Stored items
--------------------------------------------------

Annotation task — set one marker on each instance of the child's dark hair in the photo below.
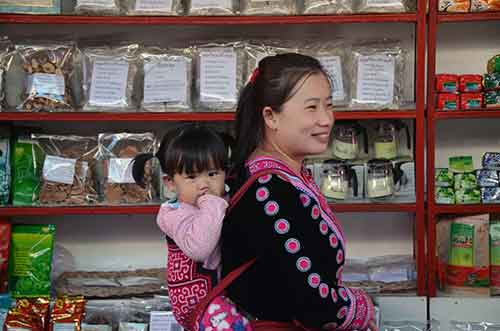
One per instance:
(273, 84)
(189, 149)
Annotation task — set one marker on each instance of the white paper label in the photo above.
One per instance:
(50, 85)
(375, 79)
(211, 3)
(120, 171)
(163, 321)
(99, 3)
(153, 5)
(109, 80)
(64, 327)
(333, 66)
(166, 81)
(59, 169)
(218, 76)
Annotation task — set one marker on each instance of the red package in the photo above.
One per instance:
(471, 83)
(4, 256)
(471, 100)
(448, 101)
(446, 83)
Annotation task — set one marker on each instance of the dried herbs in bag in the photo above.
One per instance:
(110, 78)
(67, 172)
(48, 71)
(116, 152)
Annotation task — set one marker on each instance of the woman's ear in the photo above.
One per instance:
(270, 118)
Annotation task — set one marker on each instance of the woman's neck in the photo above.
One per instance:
(273, 150)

--------------------------------------------------

◆ WHAT THIS TASK INVOLVES
Reproduce every line of the stored items above, requests included, with each coordinate in the answers multiplied by 0.85 and rounded to a whole number, halves rounded up. Leave the picture out of your answer.

◆ REPLY TO THE EXERCISE
Annotation task — set one marker on each instance of the child's dark hair in the photo below.
One per instance:
(232, 71)
(161, 127)
Annotation task — set one marker on each instance of the white paper label in the photo above.
One per instance:
(43, 72)
(319, 67)
(179, 3)
(102, 145)
(139, 273)
(84, 3)
(130, 4)
(93, 68)
(54, 278)
(283, 56)
(141, 69)
(50, 144)
(185, 65)
Annotation task — set one marker on each instance of the red package in the photo above.
One per instance:
(400, 71)
(3, 218)
(400, 85)
(381, 86)
(379, 71)
Annotation task — set one marker on each instance of the dried herbs in bag in the photo above.
One per instance:
(94, 66)
(57, 146)
(41, 60)
(99, 129)
Annotation task — set one marker on each instance of the woman's ear in the photo above.
One per instance:
(230, 100)
Annotation task — set one marker on each instance of the woman's neck in the photo above.
One per instance:
(232, 128)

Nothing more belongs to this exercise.